FROM FRATELLI'S WITH LOVE

ITALIAN PROVERBS AND FOOD EXPRESSIONS:

"Chi rispetta sara rispettato"

Respect others and you will be respected.

"A tavola non si invecchia"

We do not age at the dinner table.

"Uva cattiva non fa buon vino!"

You can't make good wine from bad grapes.

"La aritmetica non e opinione!"

Arithmetic is not an opinion!

"Amicizie e maccheroni sono meglio caldi"

Friendship and macaroni are best when warm.

"Nulla si fa senza volonta!"

Without commitment, nothing gets done!

"L'amicizia rimane un ancora fedele"

Friendship remains a faithful anchor.

"Il riso e la migliore medicina"

Laughter is the best medicine.

"Chi mangia bene, vive bene"

Who eats well, lives well.

"Come semini, cosi raccogli"

As ye sow, so shall ye reap.

 

"Buona salute e la vera richezza"

Good health is true wealth.

"Amici e vini sono meglio vecchie"

Old friends and old wine are best.

_MATERIAL SUPPLIED_.
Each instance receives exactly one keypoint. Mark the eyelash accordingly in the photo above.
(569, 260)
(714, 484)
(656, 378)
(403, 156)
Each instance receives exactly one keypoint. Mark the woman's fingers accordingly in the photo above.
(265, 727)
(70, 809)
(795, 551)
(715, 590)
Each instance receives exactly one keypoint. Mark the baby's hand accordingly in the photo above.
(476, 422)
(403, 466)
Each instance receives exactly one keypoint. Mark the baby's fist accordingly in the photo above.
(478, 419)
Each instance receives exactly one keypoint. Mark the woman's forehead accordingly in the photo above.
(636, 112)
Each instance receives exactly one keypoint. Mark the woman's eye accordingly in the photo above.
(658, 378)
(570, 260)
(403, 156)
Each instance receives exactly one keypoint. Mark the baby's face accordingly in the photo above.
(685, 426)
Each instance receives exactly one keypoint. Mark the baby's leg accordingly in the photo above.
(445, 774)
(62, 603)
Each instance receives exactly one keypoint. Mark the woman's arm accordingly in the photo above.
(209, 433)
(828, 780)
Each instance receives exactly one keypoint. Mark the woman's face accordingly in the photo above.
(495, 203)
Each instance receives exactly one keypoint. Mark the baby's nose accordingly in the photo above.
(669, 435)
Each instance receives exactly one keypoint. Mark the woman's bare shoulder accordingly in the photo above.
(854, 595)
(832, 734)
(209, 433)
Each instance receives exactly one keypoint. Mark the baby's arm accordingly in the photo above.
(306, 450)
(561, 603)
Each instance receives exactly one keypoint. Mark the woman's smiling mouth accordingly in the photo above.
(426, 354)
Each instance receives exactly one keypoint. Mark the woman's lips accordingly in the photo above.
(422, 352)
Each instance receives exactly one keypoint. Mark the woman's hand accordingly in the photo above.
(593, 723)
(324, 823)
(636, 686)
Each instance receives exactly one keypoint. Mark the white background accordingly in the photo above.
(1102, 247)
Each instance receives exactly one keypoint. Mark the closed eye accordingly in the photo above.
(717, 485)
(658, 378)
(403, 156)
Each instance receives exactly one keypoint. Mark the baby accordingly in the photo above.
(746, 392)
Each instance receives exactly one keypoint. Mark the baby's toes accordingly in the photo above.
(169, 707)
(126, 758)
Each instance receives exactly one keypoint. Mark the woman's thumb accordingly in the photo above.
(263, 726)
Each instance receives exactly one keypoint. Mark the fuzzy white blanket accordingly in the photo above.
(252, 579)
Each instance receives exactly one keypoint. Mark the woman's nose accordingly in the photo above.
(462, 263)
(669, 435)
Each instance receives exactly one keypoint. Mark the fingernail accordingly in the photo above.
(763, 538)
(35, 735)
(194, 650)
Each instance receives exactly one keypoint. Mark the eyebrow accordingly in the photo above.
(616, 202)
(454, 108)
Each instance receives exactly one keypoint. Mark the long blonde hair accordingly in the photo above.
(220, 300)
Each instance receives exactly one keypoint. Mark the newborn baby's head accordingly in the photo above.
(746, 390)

...

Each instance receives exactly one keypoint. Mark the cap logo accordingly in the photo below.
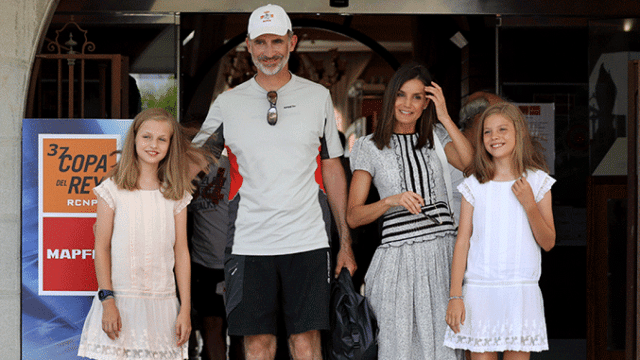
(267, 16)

==

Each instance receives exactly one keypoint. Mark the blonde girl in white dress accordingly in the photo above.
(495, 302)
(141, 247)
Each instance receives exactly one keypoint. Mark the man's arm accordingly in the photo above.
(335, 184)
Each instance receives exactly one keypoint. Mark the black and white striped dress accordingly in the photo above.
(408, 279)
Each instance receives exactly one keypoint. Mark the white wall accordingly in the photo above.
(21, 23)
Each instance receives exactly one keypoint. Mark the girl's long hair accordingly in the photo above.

_WORK REQUIRED_.
Answer these about the list of Italian proverbs:
(a) Which Italian proverb is translated as "We do not age at the dinner table"?
(b) According to its English translation, what two things are best when warm?
(c) What does the last proverb in the list say is best?

_RESULT OF THE EXERCISE_.
(a) "A tavola non si invecchia"
(b) Friendship and macaroni
(c) Old friends and old wine